**STATED PROBLEM 1:**
Decide whether each statement below, (a), (b) and (c), agrees with the remarks on the National Pensions Reserve Fund order. Answer yes or no for each and quote the words of the remarks that decide it.
(a) The draft order would suspend the annual 1% of GNP contribution to the fund in both 2012 and 2013.
(b) The current estimate of the 2012 general Government deficit is above the limit set.
(c) Budget 2013 is the eighth announcement of consolidation measures since mid-2008.

**DOCUMENT PASSAGE:**
Oireachtas Joint and Select Committees

Wednesday, 12 December 2012

Committee on Finance, Public Expenditure and Reform: Select Sub-Committee on Finance

Taxation Agreements: Motion

1:50 pm

Photo of Brian HayesBrian Hayes (Dublin South West, Fine Gael) | Oireachtas source

I am grateful to be afforded the opportunity to deal with the draft ministerial order on the National Pensions Reserve Fund Act 2000. The draft ministerial order being discussed by the committee today will, if approved, formally suspend the payment of the annual contribution of 1% of GNP from the Exchequer to the National Pensions Reserve Fund in 2012 and in 2013.

Both the budget for 2012 and the budget that has been just announced for 2013 are based on the assumption that the contribution will not be made in those two years. Suspending the contribution will also fulfil a commitment made as part of the EU-IMF programme that we would not make contributions to the fund while the programme is in place. We are on track to meet our deficit target for 2012, as we did in 2011. The current estimate of the 2012 general Government deficit is 8.2% of GDP, which is well within the 8.6% limit set.

Budget 2013 is designed to achieve a deficit of 7.5% of GDP while being as equitable and as fair as possible and fostering economic growth.

Budget 2013 marks the eighth announcement of consolidation measures since mid-2008. All told, and including budget 2013, close to €29 billion in budgetary adjustments or more than 17% of estimated GDP in 2013 will have been implemented. Against this background, and taking account of the fact that we still have some way to go to achieve the target of a general Government deficit of 3% of GDP in 2015, making a contribution to the National Pensions Reserve Fund in these times is not realistic. The State simply does not have the capacity to borrow this much money in addition to what it has borrowed already and continues to borrow. If we were to make the contributions to the NPRF this year and next, it would have to be at the expense of other public expenditure. I am confident Deputies will recognise the validity of this fundamental point and support the making of this order.

**INPUT MATERIAL:**
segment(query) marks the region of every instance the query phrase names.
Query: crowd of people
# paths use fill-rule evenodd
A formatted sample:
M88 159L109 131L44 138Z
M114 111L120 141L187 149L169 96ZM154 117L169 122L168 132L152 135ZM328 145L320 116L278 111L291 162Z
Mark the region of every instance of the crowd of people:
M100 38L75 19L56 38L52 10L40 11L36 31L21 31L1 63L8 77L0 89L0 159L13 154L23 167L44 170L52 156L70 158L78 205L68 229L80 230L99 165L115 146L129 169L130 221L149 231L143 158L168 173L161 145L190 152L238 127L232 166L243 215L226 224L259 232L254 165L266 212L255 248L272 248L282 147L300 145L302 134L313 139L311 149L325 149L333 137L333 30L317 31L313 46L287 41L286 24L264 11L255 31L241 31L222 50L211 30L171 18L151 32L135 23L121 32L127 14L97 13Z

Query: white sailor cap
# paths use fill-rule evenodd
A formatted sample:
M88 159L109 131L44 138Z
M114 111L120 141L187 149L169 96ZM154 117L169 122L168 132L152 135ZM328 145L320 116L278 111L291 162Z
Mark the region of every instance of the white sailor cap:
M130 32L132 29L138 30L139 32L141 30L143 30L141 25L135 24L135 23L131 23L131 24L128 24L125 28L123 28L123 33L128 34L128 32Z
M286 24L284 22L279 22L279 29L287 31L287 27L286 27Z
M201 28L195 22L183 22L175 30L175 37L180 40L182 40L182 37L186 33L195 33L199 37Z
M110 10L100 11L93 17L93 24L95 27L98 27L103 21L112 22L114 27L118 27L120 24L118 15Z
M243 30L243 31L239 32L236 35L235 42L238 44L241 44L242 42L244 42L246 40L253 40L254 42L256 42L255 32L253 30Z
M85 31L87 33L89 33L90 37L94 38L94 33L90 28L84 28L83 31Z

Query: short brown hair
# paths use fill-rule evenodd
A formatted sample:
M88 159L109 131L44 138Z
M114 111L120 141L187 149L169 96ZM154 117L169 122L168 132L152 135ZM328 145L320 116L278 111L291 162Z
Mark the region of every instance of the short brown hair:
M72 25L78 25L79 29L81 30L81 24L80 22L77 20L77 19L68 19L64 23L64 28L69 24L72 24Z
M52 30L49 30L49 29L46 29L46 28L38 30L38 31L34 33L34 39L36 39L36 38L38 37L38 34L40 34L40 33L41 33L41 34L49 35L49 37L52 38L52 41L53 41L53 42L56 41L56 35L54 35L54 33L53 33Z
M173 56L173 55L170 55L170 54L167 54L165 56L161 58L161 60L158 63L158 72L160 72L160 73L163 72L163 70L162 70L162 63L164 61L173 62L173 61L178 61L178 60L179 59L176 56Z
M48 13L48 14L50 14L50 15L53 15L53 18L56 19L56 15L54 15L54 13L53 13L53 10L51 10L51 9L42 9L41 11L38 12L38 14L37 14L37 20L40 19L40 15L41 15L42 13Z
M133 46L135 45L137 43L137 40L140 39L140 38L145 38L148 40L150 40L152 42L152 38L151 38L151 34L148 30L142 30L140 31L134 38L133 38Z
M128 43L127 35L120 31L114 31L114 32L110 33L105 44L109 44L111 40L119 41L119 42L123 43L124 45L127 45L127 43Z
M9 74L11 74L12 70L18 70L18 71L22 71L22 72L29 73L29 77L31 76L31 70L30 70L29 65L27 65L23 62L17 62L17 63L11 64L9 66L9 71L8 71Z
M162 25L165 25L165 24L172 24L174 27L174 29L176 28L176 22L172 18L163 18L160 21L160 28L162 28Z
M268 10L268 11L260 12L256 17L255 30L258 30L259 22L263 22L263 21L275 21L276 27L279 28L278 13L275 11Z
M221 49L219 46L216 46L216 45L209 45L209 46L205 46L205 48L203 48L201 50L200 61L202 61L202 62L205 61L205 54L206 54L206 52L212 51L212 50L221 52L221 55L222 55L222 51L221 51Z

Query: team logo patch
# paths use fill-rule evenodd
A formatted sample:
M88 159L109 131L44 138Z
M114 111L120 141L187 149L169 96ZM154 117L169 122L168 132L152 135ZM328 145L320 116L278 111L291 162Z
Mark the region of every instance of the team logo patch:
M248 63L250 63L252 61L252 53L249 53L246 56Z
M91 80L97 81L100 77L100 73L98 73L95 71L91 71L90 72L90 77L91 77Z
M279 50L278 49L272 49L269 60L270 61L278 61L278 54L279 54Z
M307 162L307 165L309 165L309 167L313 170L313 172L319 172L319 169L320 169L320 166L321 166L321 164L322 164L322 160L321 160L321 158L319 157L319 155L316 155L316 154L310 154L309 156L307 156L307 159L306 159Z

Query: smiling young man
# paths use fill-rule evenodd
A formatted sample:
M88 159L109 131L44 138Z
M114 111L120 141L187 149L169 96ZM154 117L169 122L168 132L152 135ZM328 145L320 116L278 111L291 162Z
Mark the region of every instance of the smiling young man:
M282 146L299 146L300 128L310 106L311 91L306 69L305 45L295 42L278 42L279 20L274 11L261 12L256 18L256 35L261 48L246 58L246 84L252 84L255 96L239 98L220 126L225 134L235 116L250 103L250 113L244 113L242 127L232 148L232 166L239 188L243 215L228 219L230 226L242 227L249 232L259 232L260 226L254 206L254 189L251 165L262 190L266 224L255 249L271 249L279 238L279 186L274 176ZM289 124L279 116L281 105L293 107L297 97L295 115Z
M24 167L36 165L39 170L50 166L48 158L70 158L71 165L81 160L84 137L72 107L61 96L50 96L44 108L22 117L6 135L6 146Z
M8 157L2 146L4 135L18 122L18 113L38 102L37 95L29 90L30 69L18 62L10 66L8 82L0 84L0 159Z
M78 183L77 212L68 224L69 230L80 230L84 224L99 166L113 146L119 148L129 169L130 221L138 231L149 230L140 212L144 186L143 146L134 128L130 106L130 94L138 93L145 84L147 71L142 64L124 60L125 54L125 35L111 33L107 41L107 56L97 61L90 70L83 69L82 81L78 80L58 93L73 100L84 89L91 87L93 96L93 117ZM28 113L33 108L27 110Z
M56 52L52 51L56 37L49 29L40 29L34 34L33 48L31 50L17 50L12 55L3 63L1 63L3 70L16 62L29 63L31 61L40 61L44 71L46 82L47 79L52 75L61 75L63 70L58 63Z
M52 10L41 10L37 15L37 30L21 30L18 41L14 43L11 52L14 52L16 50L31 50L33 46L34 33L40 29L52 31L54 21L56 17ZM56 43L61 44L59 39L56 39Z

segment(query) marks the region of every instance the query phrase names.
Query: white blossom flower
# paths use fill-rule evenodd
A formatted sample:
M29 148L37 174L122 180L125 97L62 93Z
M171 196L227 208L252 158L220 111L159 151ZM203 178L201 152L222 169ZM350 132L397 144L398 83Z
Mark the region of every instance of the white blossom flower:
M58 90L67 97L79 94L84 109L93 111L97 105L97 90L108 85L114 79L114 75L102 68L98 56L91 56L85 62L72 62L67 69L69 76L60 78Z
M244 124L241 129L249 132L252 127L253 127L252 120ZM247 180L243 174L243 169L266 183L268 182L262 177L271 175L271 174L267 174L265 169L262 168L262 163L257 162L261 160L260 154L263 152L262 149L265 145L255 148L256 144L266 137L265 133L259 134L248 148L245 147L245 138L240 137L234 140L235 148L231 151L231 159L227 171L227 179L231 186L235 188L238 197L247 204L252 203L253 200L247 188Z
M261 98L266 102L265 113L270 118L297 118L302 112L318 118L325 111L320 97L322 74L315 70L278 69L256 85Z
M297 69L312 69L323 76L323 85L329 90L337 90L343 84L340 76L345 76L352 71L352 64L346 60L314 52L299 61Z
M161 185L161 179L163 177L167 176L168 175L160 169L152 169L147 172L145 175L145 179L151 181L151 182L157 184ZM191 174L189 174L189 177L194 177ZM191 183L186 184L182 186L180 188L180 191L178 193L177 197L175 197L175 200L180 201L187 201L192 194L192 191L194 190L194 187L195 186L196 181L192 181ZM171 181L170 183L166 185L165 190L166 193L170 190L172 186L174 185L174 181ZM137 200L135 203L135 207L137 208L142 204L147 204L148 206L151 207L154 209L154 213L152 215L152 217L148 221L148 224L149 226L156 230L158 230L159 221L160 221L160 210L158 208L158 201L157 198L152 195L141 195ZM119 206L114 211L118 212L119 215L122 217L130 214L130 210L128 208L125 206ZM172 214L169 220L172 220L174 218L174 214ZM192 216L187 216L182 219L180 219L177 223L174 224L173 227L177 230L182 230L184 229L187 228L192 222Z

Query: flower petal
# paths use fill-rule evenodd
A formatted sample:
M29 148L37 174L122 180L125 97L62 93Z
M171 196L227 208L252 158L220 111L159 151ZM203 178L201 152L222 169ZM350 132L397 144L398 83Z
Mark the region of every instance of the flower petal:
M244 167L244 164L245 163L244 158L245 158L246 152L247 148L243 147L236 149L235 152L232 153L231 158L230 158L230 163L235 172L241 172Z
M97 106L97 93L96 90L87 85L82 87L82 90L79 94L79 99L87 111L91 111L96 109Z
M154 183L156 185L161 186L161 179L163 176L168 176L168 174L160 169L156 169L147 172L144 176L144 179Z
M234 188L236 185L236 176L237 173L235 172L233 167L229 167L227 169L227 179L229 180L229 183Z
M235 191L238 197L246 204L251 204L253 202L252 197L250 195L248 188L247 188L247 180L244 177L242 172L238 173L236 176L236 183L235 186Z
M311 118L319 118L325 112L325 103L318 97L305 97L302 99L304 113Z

**STATED PROBLEM 2:** Return the lines of the records without changes, starting at the first line of the records and ending at the line that contains "M100 38L75 19L56", with both of those lines included.

**FULL ANSWER 1:**
(a) Yes: "formally suspend the payment of the annual contribution of 1% of GNP from the Exchequer to the National Pensions Reserve Fund in 2012 and in 2013."
(b) No: "The current estimate of the 2012 general Government deficit is 8.2% of GDP, which is well within the 8.6% limit set."
(c) Yes: "Budget 2013 marks the eighth announcement of consolidation measures since mid-2008."

**FULL ANSWER 2:**
segment(query) marks the region of every instance the query phrase names.
Query: crowd of people
# paths use fill-rule evenodd
A formatted sample:
M88 159L109 131L44 138Z
M114 111L120 141L187 149L169 96ZM154 117L169 122L168 132L152 135ZM328 145L320 116L278 111L291 162Z
Mark the region of every instance of the crowd of people:
M100 38L75 19L56 38L52 10L40 11L36 31L21 31L1 63L8 77L0 89L0 159L13 154L23 167L44 170L52 156L70 158L78 205L68 229L80 230L99 165L115 146L129 169L130 221L149 231L143 158L168 173L161 145L190 152L238 127L232 166L243 215L226 224L259 232L254 165L266 212L255 248L272 248L282 147L300 145L302 134L313 139L311 149L325 149L333 137L333 30L317 31L313 46L287 41L286 24L264 11L255 31L241 31L222 50L211 30L171 18L151 32L135 23L121 32L127 14L97 13Z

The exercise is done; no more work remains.